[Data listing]
· · · · ·

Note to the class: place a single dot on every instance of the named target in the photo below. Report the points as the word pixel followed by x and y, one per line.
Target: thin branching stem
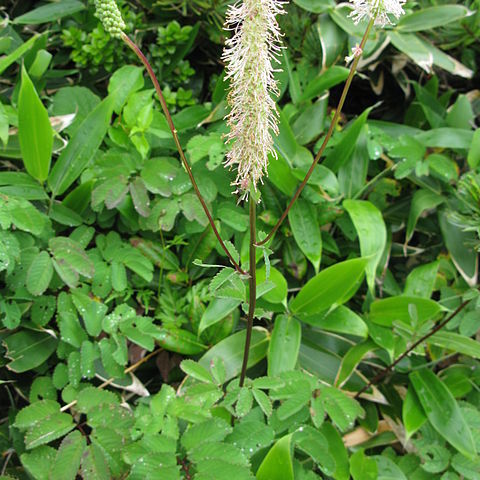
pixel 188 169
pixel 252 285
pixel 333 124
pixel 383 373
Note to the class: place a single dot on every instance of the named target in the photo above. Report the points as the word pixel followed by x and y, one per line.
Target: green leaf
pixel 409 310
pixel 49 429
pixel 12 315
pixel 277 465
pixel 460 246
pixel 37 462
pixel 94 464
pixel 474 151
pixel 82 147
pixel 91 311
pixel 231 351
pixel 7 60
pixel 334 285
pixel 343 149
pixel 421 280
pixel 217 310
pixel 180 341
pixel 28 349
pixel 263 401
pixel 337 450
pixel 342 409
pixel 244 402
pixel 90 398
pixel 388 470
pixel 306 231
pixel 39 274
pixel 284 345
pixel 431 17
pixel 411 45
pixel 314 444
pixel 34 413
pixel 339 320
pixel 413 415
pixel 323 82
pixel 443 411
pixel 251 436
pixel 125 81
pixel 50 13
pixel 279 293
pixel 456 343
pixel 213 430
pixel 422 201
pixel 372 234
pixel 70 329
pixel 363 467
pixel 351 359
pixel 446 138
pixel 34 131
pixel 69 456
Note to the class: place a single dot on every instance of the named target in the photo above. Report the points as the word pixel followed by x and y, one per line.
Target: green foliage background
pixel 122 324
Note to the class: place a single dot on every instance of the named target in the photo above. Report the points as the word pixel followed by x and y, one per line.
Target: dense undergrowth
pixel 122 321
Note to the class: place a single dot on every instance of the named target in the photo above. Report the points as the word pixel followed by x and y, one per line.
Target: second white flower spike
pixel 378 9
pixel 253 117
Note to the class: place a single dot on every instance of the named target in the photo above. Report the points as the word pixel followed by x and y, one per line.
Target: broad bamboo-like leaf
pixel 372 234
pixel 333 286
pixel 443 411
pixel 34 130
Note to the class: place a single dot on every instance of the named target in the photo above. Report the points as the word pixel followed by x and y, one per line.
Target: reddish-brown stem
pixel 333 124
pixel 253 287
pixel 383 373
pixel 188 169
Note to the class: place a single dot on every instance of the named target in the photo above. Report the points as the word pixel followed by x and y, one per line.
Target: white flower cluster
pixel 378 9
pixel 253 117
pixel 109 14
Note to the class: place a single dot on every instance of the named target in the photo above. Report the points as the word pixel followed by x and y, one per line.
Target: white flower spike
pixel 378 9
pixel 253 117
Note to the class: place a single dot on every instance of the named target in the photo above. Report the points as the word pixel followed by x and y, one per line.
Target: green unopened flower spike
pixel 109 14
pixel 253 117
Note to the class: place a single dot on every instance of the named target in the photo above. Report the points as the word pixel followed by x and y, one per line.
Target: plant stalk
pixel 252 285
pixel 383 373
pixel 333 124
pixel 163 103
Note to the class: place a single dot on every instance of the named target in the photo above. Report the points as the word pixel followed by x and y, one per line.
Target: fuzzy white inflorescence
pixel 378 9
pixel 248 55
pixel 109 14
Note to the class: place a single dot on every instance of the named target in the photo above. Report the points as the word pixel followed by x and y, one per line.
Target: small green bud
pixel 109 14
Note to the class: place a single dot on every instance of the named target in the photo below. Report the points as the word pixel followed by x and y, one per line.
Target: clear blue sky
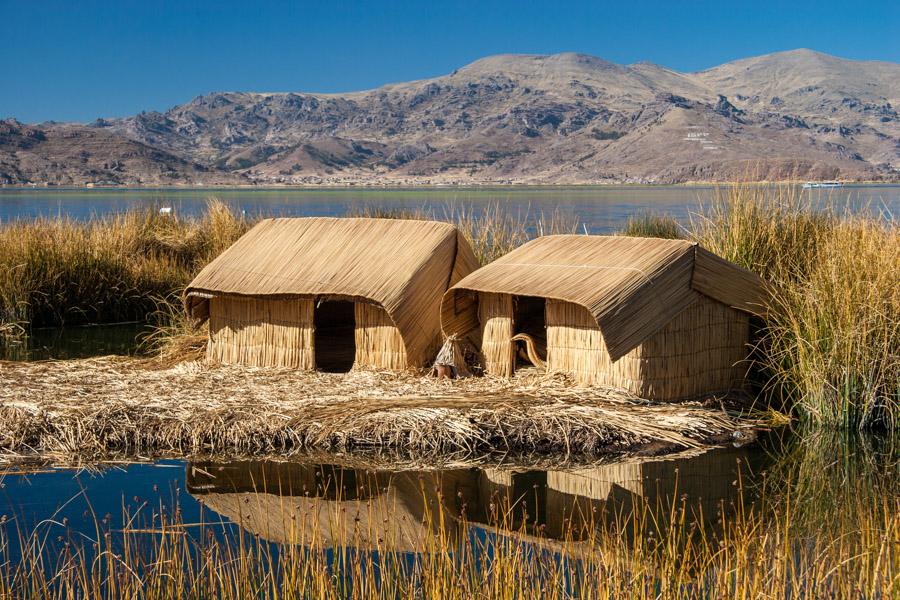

· · · · ·

(EXERCISE DETAILS)
List each line of the records above that contains the word "leaf".

(RESULT)
Target: green leaf
Target: broad bamboo-like leaf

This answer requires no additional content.